ACTIVITY
Repeat the records below verbatim, and do not copy their pictures.

Saved entries:
★ ★ ★ ★ ★ ★ ★

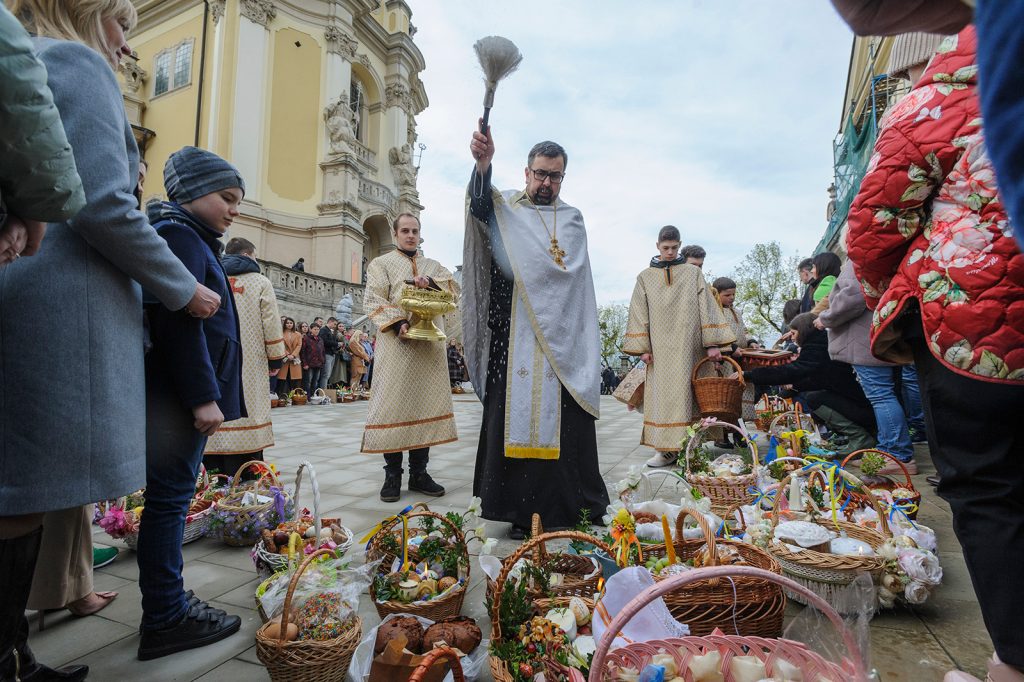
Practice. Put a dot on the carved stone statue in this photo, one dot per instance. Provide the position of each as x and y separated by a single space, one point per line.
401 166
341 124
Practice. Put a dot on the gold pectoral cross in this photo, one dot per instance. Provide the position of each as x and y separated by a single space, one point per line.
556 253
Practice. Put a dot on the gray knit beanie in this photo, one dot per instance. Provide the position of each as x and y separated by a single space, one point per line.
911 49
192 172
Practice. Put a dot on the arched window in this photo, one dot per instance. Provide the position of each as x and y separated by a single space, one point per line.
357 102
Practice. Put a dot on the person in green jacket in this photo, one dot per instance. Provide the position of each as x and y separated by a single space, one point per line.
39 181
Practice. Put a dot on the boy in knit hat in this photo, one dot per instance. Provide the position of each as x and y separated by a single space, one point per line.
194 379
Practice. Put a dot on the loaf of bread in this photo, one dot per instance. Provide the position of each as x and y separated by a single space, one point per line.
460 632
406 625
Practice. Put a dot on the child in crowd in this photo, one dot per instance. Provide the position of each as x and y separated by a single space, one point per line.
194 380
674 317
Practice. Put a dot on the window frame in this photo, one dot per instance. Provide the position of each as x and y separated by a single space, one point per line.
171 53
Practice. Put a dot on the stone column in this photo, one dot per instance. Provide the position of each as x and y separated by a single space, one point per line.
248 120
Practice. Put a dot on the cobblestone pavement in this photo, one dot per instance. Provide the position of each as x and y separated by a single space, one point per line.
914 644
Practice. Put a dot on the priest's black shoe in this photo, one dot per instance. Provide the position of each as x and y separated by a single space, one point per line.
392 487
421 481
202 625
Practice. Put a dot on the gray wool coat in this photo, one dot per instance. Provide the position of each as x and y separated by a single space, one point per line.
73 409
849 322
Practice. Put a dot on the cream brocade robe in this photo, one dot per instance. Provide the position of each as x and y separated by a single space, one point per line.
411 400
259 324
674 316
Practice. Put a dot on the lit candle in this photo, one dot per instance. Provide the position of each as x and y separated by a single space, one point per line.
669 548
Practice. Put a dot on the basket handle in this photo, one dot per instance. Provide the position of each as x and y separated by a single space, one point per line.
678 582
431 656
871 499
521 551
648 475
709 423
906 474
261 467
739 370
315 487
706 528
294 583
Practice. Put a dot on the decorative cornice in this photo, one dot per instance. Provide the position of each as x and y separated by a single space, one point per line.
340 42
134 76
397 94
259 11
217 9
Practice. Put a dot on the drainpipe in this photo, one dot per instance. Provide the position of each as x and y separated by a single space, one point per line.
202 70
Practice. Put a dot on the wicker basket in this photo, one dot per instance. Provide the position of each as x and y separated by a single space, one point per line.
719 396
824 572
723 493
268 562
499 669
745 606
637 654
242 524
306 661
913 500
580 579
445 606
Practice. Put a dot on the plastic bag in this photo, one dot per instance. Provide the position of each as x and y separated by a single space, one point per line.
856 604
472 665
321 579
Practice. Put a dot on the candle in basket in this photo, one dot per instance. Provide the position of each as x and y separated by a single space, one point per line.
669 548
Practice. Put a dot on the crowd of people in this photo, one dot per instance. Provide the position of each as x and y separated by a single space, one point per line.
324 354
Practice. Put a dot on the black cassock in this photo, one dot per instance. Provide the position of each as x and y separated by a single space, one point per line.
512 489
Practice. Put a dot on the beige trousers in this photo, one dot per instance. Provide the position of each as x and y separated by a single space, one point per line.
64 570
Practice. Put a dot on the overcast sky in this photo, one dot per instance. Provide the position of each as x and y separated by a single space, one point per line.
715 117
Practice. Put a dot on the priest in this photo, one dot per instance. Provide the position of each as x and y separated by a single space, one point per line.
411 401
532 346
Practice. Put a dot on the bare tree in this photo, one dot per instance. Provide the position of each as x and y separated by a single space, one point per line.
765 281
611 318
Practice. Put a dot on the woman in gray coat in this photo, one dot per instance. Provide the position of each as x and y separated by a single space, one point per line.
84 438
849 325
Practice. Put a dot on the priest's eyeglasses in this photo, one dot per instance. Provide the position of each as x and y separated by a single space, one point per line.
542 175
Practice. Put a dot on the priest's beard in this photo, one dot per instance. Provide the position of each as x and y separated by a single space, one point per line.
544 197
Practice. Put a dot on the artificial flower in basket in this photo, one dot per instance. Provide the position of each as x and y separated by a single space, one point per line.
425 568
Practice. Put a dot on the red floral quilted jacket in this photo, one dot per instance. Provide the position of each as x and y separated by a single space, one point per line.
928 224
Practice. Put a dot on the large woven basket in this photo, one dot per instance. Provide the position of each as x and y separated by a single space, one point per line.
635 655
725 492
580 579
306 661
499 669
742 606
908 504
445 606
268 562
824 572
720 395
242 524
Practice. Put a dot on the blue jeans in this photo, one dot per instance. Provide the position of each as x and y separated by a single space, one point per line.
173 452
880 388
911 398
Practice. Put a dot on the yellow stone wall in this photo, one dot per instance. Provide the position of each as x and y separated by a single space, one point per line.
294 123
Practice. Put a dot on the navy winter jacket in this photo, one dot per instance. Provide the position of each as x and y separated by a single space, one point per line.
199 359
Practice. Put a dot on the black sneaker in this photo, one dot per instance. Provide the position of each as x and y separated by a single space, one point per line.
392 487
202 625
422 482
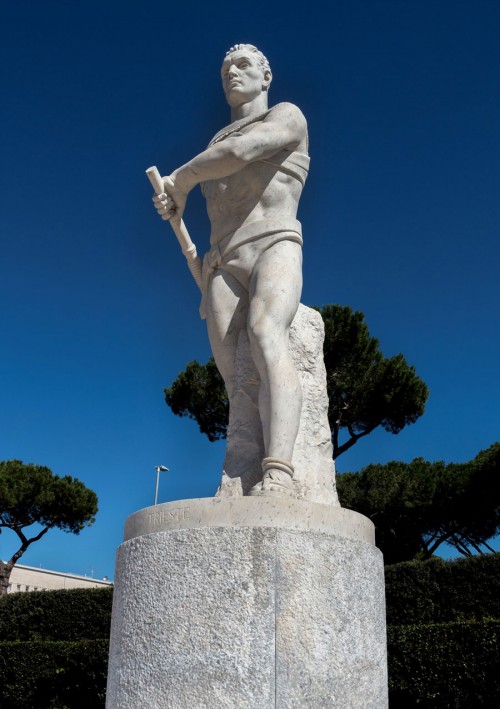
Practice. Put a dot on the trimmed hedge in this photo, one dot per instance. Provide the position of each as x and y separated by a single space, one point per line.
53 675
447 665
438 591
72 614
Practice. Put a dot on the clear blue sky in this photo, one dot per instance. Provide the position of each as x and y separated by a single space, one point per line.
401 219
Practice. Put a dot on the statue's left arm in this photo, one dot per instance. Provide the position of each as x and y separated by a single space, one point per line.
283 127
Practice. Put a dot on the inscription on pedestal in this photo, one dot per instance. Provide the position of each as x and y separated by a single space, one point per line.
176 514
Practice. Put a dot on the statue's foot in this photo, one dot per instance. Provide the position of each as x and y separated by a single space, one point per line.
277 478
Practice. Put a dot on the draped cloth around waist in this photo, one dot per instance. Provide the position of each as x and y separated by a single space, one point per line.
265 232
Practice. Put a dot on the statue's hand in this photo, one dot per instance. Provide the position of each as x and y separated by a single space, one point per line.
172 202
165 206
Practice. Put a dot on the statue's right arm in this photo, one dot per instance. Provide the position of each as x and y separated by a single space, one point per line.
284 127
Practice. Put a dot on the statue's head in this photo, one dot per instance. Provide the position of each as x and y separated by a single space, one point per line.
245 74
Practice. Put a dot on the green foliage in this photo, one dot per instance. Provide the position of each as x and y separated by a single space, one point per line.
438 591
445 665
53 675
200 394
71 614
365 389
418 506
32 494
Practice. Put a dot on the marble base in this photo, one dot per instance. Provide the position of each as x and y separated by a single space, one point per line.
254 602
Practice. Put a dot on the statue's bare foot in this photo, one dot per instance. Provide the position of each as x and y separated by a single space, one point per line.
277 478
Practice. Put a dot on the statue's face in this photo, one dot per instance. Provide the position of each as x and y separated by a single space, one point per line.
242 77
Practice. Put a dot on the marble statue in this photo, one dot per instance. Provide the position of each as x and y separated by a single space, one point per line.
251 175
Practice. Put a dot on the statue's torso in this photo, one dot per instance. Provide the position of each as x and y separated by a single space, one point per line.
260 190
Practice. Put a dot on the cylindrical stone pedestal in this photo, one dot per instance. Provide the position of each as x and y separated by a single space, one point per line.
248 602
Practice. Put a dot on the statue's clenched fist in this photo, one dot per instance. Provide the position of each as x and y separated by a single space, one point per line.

★ ★ ★ ★ ★ ★ ★

RESPONSE FOR THIS EXERCISE
Practice. Put a dot on the carved stone statue in this photo, one dot per instance. Provide the position of each as x and y separated by a single space, one point per line.
401 166
341 124
Practice. Put a dot on the gold pectoral cross in this photo, one dot per instance. Provide the position of each as x and y separated by a single space, one point per line.
556 253
Practice. Put a dot on the gray knit beanie in this photo, one dot per instance. Provide the position of each as x and y separated by a single space, one point per line.
911 49
192 172
Practice. Put a dot on the arched window in this photo, one dot per instance. Provide the position of each as x and y separated by a single space, one point per line.
357 102
Practice. Put a dot on the person in green jacket in this photo, one dot per instance. Provide the position of each as x and y separated by a single space, one point per line.
39 181
Practice. Put a dot on the boy in knit hat in this photo, one dot per instance. Provide the position of each as x and y separated by a single space, one point per line.
194 379
Practice. Put a dot on the loaf of bread in this photo, one dot per instance. Provide the position of each as x and y separated by a single space, one point per line.
460 632
406 625
Practice. Put a dot on the child in crowd in this photo, one dot per instance. Provide the position of each as x and y separated by a single space, one point per line.
194 380
674 317
Practice. Put a dot on the window frame in this photo, one dot per instance. Provide the position of each as x and y separated by a single space, one point per line.
171 53
Practice. Put a dot on the stone column in this photo, one dot per instance. Provide the position of each as x and y separated by a single space, one point per line.
248 120
Practice. Put a dot on the cobblestone pavement in this photo, one dot per instance. Provide the position of each as x and y separated by a single space, one point per line.
914 644
Practice. Put a dot on the priest's black shoe in this photo, one dot per instance. Provide the position of each as x and y separated by a single space, one point per line.
392 487
421 481
202 625
Practice. Put a dot on the gray wool coat in this photo, one dot per instance. Provide the position of each as x and y separated by a single space, one point per line.
73 409
849 322
Practice. Put a dot on the cream brocade robe in this photo, one dot per instance. Provide the position of each as x and y separated by a single space, one point per line.
411 400
259 324
674 316
Practice. Put a dot on the lit candle in this photo, one dot per instance. Provide the position of each as x and y separated by a single space, one point per line.
669 548
Practice. Put a dot on the basket handle in this photo, one dot per instance. Provide the position of each as x and y separated by a single space, one point per line.
678 582
431 656
871 499
521 551
648 475
709 423
906 474
261 467
739 370
315 487
706 528
294 583
Practice. Put a dot on the decorative cornice in this photo, one dot per instance. Provide the position of each as x and y separated by a single space, one point per line.
340 42
134 76
397 94
259 11
217 9
Practice. Put a dot on the drainpipe in this photo, one dot per instance. Provide the position of each as x and y separated by a single space, one point per line.
202 70
Practice. Put a dot on the wicker basket in this photo, one dot per instance. Provide the position of each as x and y separated by a single space, one point per line.
719 396
824 572
723 493
268 562
499 669
745 606
637 654
242 524
306 661
913 500
580 579
445 606
Practice. Put a dot on the plastic bag in this photo, one dot per instance. Provide the position of each as x and y separated by a single space, one point per line.
856 604
472 665
321 579
Practice. Put a dot on the candle in basket in this photo, one dot per instance. Provide the position of each as x and y separated by a single space, one point per line.
669 548
Practice. Put a dot on the crowd of people in this photo, one dot per instance. Provide the position of each as x and y separated by a single space, one point per line.
324 354
Practice. Put a dot on the black cassock in this photo, one dot per instance. Provide the position of each as x and y separated by a single space, one point per line.
512 489
Practice. Put a dot on the beige trousers in this photo, one dot per instance. Provide the position of each as x and y separated by a single space, one point per line.
64 570
Practice. Put a dot on the overcast sky in this photo, one dot per instance. Provide the position of each as x and y separated by a single space, one point per line.
715 117
Practice. Put a dot on the priest in this photo, one dot per instance. Provide the position of each as x and y separated by a single space, one point per line.
411 401
532 346
Practice. Put a dot on the bare tree in this photo, one dot per instance. Provide the position of each as x and y separated by a single space, one point per line.
765 281
611 318
Practice. Put a dot on the woman in gray coat in this photo, one dot per instance. Provide the position of each as x and y separated by a single space, one point per line.
84 438
849 325
Practice. Put a dot on the priest's eyeglasses in this photo, one dot per instance. Provide the position of each as x and y separated by a single space, one point per line.
542 175
Practice. Put a dot on the priest's beard in this photo, one dot per instance. Provide the position of each as x and y separated by a single space, one point per line.
544 197
Practice. Put a dot on the artificial flower in basket in this photo, one dot per instance. Provide the position of each as x and y separated by a single space, one point per line.
425 568
Practice. Put a dot on the red floral quilted jacket in this photo, one dot per instance. Provide the position of each as x and y separated by a single space, one point per line.
928 224
Practice. Put a dot on the large woven basket in this photo, one dot per instance. Provide the position of each as x and y separated by a single space, one point per line.
635 655
725 492
580 579
306 661
499 669
742 606
908 504
445 606
268 562
824 572
720 395
242 524
Practice. Put a dot on the blue jeans in this photo, one dot per instance. Provide the position of each as x and y separated by a single space, one point per line.
173 452
880 388
911 398
Practice. Put a dot on the yellow stone wall in this photo, one dot per instance. Provide the position of each as x and y separated by a single space, one point per line.
294 123
Practice. Put a dot on the navy winter jacket in this photo, one dot per instance. Provide the position of each as x and y separated by a single space, one point per line.
199 359
Practice. Put a dot on the black sneaker in this photo, one dot per instance. Provide the position of each as x and y separated by a single space, one point per line.
392 487
202 625
422 482
Practice. Put a dot on the trimmed hedge in this photo, one dot per instance. Provide the position of each as x and y separated by a single space, one point per line.
53 675
447 665
438 591
72 614
Practice. Put a dot on the clear blue sky in this photo, one dot per instance. Provide the position of each as x and y separated by a single space, one point per line.
401 219
Practice. Put a dot on the statue's left arm in this photo, one dot per instance. Provide the position of each as x and y separated by a single space, one point per line.
283 127
Practice. Put a dot on the inscription on pedestal in this photo, one dot per instance. Provide the position of each as x and y separated by a single space, one point per line.
176 514
Practice. Put a dot on the statue's foot in this photo, one dot per instance. Provide the position of each as x and y separated by a single space, one point per line.
277 478
Practice. Put a dot on the draped cloth around waist in this photo, one dot per instance. Provide the position of each as x and y separated by a single space, one point per line.
265 232
Practice. Put a dot on the statue's hand in this photo, one dot per instance. Provide the position of each as x and y separated by a single space, one point per line.
172 202
165 206
Practice. Put a dot on the statue's right arm in this photo, one dot per instance. Provide the position of each as x and y separated by a single space, one point per line.
284 127
Practice. Put a dot on the statue's head in this photo, one dot per instance. Provide the position of each as x and y separated by a single space, one point per line.
245 74
Practice. Put a dot on the green foliage in this photo, one dot per instance. Provide the position of each as x and y separated by a single space, one point per line.
438 591
445 665
53 675
200 394
71 614
365 389
418 506
32 494
Practice. Put a dot on the marble base in this photo, one dot per instance. Provide the position of each as x and y separated by a single space, one point per line.
254 602
Practice. Put a dot on the statue's bare foot in this photo, one dot per instance. Provide the position of each as x and y separated by a single space, one point per line.
277 478
Practice. Put a dot on the statue's face in this photo, one dot per instance. Provide the position of each as x and y separated by a single space, one point per line.
242 77
Practice. Put a dot on the marble statue in this photo, one dot per instance. Provide the position of each as x and y separated by a single space, one point per line.
251 175
Practice. Put a dot on the statue's torso in this photo, one dot per instance. Provide the position of each as x and y separated by a single space, one point per line.
260 190
Practice. Put a dot on the cylindrical stone pedestal in this photo, one dot per instance. Provide the position of each as x and y separated by a single space, one point per line.
248 602
Practice. Put a dot on the statue's clenched fist in this photo, one dot per instance. Provide the position of each as x and y separated by a single space, one point per line.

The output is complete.